== Dataset entries

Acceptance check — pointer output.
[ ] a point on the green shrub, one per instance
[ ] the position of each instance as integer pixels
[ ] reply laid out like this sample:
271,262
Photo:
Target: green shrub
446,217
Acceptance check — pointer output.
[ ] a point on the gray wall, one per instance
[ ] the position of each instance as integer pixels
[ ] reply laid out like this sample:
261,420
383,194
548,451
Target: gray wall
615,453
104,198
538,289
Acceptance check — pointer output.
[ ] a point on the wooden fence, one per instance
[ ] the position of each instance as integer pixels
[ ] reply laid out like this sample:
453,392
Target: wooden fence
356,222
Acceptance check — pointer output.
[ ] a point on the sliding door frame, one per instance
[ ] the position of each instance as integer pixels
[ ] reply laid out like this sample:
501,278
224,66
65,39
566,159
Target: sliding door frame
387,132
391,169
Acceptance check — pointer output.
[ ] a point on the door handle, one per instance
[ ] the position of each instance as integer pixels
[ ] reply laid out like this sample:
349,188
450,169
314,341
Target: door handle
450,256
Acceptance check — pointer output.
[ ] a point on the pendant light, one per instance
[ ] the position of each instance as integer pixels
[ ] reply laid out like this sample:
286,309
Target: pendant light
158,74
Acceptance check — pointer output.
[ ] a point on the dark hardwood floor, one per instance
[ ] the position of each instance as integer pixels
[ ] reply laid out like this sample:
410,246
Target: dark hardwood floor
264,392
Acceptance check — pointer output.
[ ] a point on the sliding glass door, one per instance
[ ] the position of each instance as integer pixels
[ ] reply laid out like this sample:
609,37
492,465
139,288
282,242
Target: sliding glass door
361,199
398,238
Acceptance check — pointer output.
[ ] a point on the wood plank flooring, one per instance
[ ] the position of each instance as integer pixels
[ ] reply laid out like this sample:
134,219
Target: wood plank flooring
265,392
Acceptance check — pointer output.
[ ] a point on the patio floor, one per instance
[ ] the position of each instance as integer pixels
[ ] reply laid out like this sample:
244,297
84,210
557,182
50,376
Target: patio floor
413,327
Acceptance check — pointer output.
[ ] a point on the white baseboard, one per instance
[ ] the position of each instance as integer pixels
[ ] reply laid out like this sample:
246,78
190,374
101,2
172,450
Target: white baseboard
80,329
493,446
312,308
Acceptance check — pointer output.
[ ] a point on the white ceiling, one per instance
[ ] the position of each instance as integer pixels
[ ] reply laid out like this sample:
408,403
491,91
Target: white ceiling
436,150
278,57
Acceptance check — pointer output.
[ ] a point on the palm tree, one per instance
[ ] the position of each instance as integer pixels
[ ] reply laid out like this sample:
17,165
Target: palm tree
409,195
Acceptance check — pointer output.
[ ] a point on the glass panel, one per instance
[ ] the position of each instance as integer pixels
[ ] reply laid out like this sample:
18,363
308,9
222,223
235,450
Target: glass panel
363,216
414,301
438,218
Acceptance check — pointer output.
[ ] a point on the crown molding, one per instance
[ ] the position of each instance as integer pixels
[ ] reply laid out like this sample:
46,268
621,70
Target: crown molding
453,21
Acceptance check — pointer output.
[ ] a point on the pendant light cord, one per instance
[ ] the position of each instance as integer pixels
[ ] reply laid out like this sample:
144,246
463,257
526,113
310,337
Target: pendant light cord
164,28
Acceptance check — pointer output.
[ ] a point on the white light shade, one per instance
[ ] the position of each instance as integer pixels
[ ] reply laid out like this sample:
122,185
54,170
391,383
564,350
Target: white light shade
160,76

====

[Exercise]
Nothing in the records may be left out; reproduce them exactly.

[Task solution]
Acceptance check — pointer output.
[ ] a point on the green shrub, one per instance
[ ] the position of each instance as integer pixels
[ ] reply laid out like this sample:
271,262
Photo:
Target: green shrub
446,217
Acceptance check — pointer output.
[ ] a point on the gray wall, one per instance
[ ] the position of each instance as integer pixels
[ ] reply laid out like this sample:
261,420
383,194
548,451
Target: gray wall
615,453
104,198
538,289
Acceptance check — pointer output.
[ ] a point on the wooden fence, one per instance
[ ] the position of each instance as integer pixels
[ ] reply laid out like this sample:
453,392
Target: wooden fence
356,222
Acceptance check — pointer output.
[ ] a point on the sliding door frame, one per instance
[ ] the position of each instance as integer pixels
[ ] reply laid out like this sample:
501,278
224,66
65,39
566,159
Target: sliding door frame
387,132
391,169
Acceptance check — pointer output.
[ ] a point on the door handle, one per instance
[ ] the position of each instance as integer pixels
[ ] reply laid out like this sample:
349,188
450,169
314,341
Target: door handle
450,256
Acceptance check — pointer output.
[ ] a point on the pendant light, one per instance
[ ] the position of each instance as integer pixels
[ ] reply laid out like this sample:
286,309
Target: pendant light
158,74
Acceptance check — pointer output.
[ ] a point on the dark hardwood floor, one per instance
[ ] the position of each instance as integer pixels
[ ] reply laid out like this sample:
410,246
Target: dark hardwood floor
264,392
Acceptance check — pointer output.
[ ] a point on the sliding glass door, one per instance
[ ] the position of each instance as integer pixels
[ ] reply laid out like this sample:
609,37
492,465
139,288
282,242
Target: sliding glass door
361,199
398,238
Acceptance check — pointer output.
[ ] a point on the wood plank flooring, one per instance
[ ] the position of each instance as integer pixels
[ ] reply laid out like this sample:
134,219
Target: wood plank flooring
265,392
Acceptance check — pointer output.
[ ] a point on the patio floor, one per instance
[ ] the position of each instance as integer pixels
[ ] reply laid out like this sample:
244,297
84,210
557,182
50,376
Target: patio floor
413,327
Acceptance check — pointer output.
[ ] a point on the white baseboard, one per instance
[ ] the position of each instance as integer pixels
[ ] reply laid out like this sample:
246,78
190,374
101,2
172,450
Target: white baseboard
80,329
493,446
312,308
Acceptance check — pointer output.
[ ] a point on the white ceiling, one per instance
[ ] the position of each instance as integer pixels
[ ] reply laid out like this sample:
408,403
491,91
Target: white ceiling
436,150
278,57
Acceptance check — pointer output.
[ ] a point on the palm tree, one per instance
[ ] the position of each instance as integer pixels
[ ] reply laid out like this sample:
17,165
Target: palm tree
409,195
Acceptance check — pointer output.
[ ] a point on the glass panel, one per instance
[ ] the position of each instance as integer pixels
[ ] reply laid out like this sample:
18,363
308,9
222,223
235,450
Target: glass panel
363,216
414,301
438,218
Acceptance check — pointer output.
[ ] a point on the crown molding, one per instance
[ ] the position of each instance as integer pixels
[ ] reply laid out like this sample:
46,268
621,70
Target: crown molding
453,21
Acceptance check — pointer output.
[ ] a point on the pendant light cord, one per instance
[ ] the position of each instance as integer pixels
[ ] reply laid out like this sample:
144,246
463,257
526,113
310,337
Target: pendant light cord
164,28
Acceptance check — pointer output.
[ ] a point on the white light shade, one per instance
[ ] the position of each instance as integer pixels
[ ] reply laid out like this sample:
122,185
54,170
391,383
564,350
Target: white light shade
160,76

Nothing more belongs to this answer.